* START *
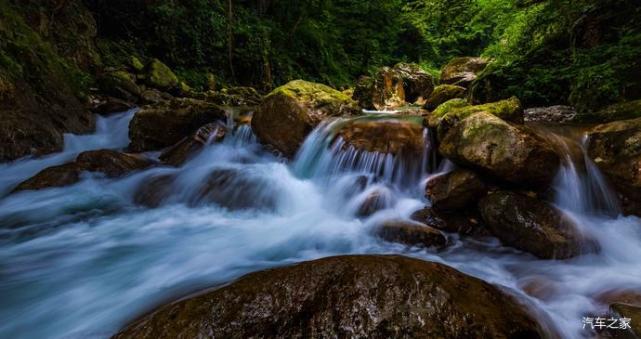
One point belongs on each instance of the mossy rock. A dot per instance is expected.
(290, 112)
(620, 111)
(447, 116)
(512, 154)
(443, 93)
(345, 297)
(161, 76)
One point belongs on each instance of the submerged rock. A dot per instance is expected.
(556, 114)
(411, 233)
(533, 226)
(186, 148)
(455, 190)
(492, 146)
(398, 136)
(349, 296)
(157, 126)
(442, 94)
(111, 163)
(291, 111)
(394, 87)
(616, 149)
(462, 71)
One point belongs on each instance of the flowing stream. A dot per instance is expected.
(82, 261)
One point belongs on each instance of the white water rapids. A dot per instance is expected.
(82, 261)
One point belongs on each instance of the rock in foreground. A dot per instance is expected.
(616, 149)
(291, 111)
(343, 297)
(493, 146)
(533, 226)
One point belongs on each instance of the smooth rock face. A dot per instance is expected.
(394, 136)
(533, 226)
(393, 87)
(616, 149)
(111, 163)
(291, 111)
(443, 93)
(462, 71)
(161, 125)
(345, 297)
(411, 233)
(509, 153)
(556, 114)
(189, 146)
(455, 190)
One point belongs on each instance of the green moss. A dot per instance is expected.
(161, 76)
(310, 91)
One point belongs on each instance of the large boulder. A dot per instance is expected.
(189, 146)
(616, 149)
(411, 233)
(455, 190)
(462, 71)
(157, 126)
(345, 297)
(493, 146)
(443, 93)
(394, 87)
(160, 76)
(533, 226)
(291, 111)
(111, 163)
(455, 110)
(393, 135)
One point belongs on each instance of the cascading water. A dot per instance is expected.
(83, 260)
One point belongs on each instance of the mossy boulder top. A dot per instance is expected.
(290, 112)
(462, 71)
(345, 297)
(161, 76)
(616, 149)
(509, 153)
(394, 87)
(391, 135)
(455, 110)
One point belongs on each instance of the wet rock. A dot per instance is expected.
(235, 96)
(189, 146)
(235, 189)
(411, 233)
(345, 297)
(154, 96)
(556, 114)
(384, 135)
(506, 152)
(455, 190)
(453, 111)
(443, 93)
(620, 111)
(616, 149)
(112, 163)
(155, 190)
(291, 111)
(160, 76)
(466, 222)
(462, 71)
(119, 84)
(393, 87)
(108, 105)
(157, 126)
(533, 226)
* END *
• GIVEN EXERCISE:
Can you put every line of the material above into a JSON list of strings, one string per line, with blank lines skipped? Leave the picture out.

• EXERCISE ANSWER:
[
  "One point belongs on each instance of the mossy rock. A dot per instance is expected.",
  "(290, 112)",
  "(620, 111)",
  "(447, 116)",
  "(512, 154)",
  "(443, 93)",
  "(345, 297)",
  "(161, 76)",
  "One point belongs on each instance of the submerged rock. A dot per instance is expected.",
  "(556, 114)",
  "(411, 233)",
  "(533, 226)",
  "(186, 148)",
  "(455, 190)",
  "(492, 146)",
  "(398, 136)",
  "(349, 296)",
  "(157, 126)",
  "(442, 94)",
  "(111, 163)",
  "(291, 111)",
  "(394, 87)",
  "(616, 149)",
  "(462, 71)",
  "One point belongs on each instance of the flowing stream. A dot per instance is expected.",
  "(82, 261)",
  "One point belongs on each instance of the white water rapids. A dot per instance is expected.",
  "(82, 261)",
  "One point belongs on each instance of the rock in foreground. A dot per instance is expected.",
  "(616, 149)",
  "(291, 111)",
  "(343, 297)",
  "(493, 146)",
  "(533, 226)",
  "One point belongs on each instance of the smooth rock face. A dot per instance is expected.",
  "(394, 136)",
  "(533, 226)",
  "(393, 87)",
  "(616, 149)",
  "(111, 163)",
  "(291, 111)",
  "(443, 93)",
  "(462, 71)",
  "(161, 125)",
  "(345, 297)",
  "(411, 233)",
  "(509, 153)",
  "(556, 114)",
  "(189, 146)",
  "(455, 190)",
  "One point belongs on each instance of the green moss. A dot per instance is expected.",
  "(161, 76)",
  "(310, 91)",
  "One point belongs on each instance of the large boulder. A dot per instance is expected.",
  "(189, 146)",
  "(616, 149)",
  "(411, 233)",
  "(455, 190)",
  "(462, 71)",
  "(157, 126)",
  "(345, 297)",
  "(493, 146)",
  "(443, 93)",
  "(394, 87)",
  "(160, 76)",
  "(533, 226)",
  "(291, 111)",
  "(111, 163)",
  "(455, 110)",
  "(393, 135)",
  "One point belongs on each instance of the cascading water. A dot per instance is expected.",
  "(83, 260)",
  "One point belongs on each instance of the mossy boulder top. A dot per instance is expected.",
  "(290, 112)",
  "(462, 71)",
  "(345, 297)",
  "(161, 76)",
  "(616, 149)",
  "(509, 153)",
  "(394, 87)",
  "(391, 135)",
  "(455, 110)",
  "One point belongs on each instance of the wet rock. A dot per instance is expected.",
  "(235, 96)",
  "(189, 146)",
  "(235, 189)",
  "(411, 233)",
  "(345, 297)",
  "(154, 96)",
  "(556, 114)",
  "(384, 135)",
  "(506, 152)",
  "(455, 190)",
  "(453, 111)",
  "(443, 93)",
  "(620, 111)",
  "(616, 149)",
  "(112, 163)",
  "(155, 190)",
  "(291, 111)",
  "(160, 76)",
  "(466, 222)",
  "(462, 71)",
  "(119, 84)",
  "(393, 87)",
  "(108, 105)",
  "(157, 126)",
  "(533, 226)"
]